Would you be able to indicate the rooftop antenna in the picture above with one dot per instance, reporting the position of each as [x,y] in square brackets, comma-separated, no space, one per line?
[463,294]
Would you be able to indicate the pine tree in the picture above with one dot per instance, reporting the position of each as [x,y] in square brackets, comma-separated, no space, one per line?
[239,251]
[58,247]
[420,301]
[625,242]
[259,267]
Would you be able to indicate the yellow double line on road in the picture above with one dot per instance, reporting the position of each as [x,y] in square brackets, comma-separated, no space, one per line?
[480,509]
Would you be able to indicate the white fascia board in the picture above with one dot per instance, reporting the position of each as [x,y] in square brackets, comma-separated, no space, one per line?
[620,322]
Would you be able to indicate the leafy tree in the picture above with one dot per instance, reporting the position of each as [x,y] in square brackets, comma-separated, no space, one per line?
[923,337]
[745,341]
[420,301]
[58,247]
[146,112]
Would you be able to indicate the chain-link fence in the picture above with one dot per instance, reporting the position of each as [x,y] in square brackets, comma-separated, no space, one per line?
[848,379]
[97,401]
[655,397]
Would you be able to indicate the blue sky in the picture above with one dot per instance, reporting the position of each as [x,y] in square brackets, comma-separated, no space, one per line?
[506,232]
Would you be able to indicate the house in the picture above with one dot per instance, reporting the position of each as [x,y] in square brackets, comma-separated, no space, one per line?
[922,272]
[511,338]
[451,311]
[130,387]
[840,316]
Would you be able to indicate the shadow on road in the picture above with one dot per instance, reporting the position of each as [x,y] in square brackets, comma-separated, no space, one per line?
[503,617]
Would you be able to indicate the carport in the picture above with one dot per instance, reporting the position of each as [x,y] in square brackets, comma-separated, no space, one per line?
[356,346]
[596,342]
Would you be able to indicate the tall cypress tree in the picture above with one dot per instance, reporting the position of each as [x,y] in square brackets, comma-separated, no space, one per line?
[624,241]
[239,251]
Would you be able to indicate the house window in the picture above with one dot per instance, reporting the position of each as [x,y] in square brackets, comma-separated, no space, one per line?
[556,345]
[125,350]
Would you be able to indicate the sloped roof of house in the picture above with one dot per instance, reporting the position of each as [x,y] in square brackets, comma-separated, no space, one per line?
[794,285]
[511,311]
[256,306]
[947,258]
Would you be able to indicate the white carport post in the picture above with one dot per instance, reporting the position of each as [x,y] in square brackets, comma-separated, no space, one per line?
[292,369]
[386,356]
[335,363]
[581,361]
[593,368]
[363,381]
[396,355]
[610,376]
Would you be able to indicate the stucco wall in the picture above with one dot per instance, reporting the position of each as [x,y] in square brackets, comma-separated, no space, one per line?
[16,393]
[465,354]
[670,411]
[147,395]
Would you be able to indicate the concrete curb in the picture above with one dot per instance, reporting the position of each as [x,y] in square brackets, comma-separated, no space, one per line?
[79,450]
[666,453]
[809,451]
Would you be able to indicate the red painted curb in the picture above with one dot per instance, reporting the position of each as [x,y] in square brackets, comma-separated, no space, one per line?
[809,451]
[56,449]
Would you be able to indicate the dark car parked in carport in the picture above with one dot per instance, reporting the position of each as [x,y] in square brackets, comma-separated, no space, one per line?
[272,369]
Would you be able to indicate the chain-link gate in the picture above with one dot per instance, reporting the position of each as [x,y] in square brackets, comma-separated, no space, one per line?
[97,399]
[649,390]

::::::::::

EXERCISE OBJECTIVE:
Write out every record verbatim.

RESPONSE AREA:
Would you be able to indicate the rooftop antenna in the picture above with one dot per instance, reporting the position of each as [x,y] in square brackets, comma-separated, no space, one per line?
[463,294]
Would you be able to indicate the pine tree in the picture above with one dot per instance, reporting the position of each as [x,y] in square brackets, comma-separated, no space, one per line?
[239,251]
[58,247]
[420,301]
[625,242]
[259,267]
Would you be able to indicate the yellow double line on road in the picture above with one dot per instance, reporting the position of each as [x,y] in square brackets, comma-separated, no space, one per line?
[480,509]
Would you be able to indicate the white fascia board in the picture above with one dot per instance, reporting the position of each as [x,y] in square brackets, comma-separated, no space, one per line?
[620,322]
Would you be able to indicate the leafy tree in the picture above with one dot per instance, reporting the position of each as [x,y] in square brackets, comma-separated, no space, one per line?
[923,337]
[745,341]
[420,301]
[58,247]
[146,112]
Would you be able to indicate the chain-link fence in the picture above with one dot per instance, reporting the position of each as [x,y] in square brackets, comma-separated, no space, one per line?
[848,379]
[97,401]
[655,397]
Would you be able to indicate the blue sky in the picture above with one dot per instance, reporting the position of each as [x,y] in square brackets, comma-separated, no space, one per line?
[506,232]
Would you be able to indicate the house in the picture above with one dot per instance, reporting the position of each as [x,y] in square brackets, comma-separated, no space, one per line?
[922,272]
[511,338]
[451,311]
[130,387]
[840,316]
Would you be able to indicate the shadow on road in the picture above with one dot per instance, reporting the position of each as [x,y] in square brackets, comma-separated, no space, one per line?
[503,617]
Would you be able to indicate the carport in the picture above with one dot per instance, reporting the position of each as [x,y] in square brackets, comma-separated, no space, one per line?
[356,346]
[596,342]
Would you be able to indicate the tall cypress tree in the picture above with one dot per instance, reporting the position of each as [x,y] in square brackets, comma-separated, no space, one per line?
[624,241]
[239,251]
Would you be able to indicate the house window in the picture above with one dot per instance, reporting the position of each as [x,y] in square brackets, comma-separated, no space, one per line?
[556,345]
[125,350]
Would you be able to indicate the sloped roof of house in the picture above with one dot per instance, reporting the position of each as [x,y] in square brackets, comma-separated, no space, one per line?
[794,285]
[511,311]
[256,306]
[947,258]
Would you be able to indicate the white carport post in the picture above with one dot per instance, reporting the position of each as [x,y] in square brackets, comma-separated, no space, one per line?
[292,369]
[386,356]
[335,363]
[581,361]
[593,368]
[363,381]
[396,355]
[610,376]
Would you be able to indicate the stucco wall in the picture above with one dot per instance, reporting the position of each as [x,y] in square brackets, comma-separated, no space, one per line?
[16,393]
[465,354]
[670,411]
[147,395]
Would you be able to indicate the concrete curb in the picture above with one dot per instance, reporting the position of each as [x,y] in square brackets, comma-separated, no space, one per line?
[79,450]
[666,453]
[809,451]
Would you be able to indicate the red painted curb in the picture above with one dot per instance, reporting the position of each as [x,y] in square brackets, comma-separated, no space, one per line?
[809,451]
[56,449]
Would you be able to indicate the dark car parked in carport in the picture above with one dot per instance, reporting the position of each as [x,y] in square brackets, comma-separated, no space, one per line?
[272,369]
Would you be able to indicate the chain-link gate in the picture above with one dot per instance, reporting the position of each as [x,y] in square brackets, comma-separated, no space, one per line?
[97,399]
[649,390]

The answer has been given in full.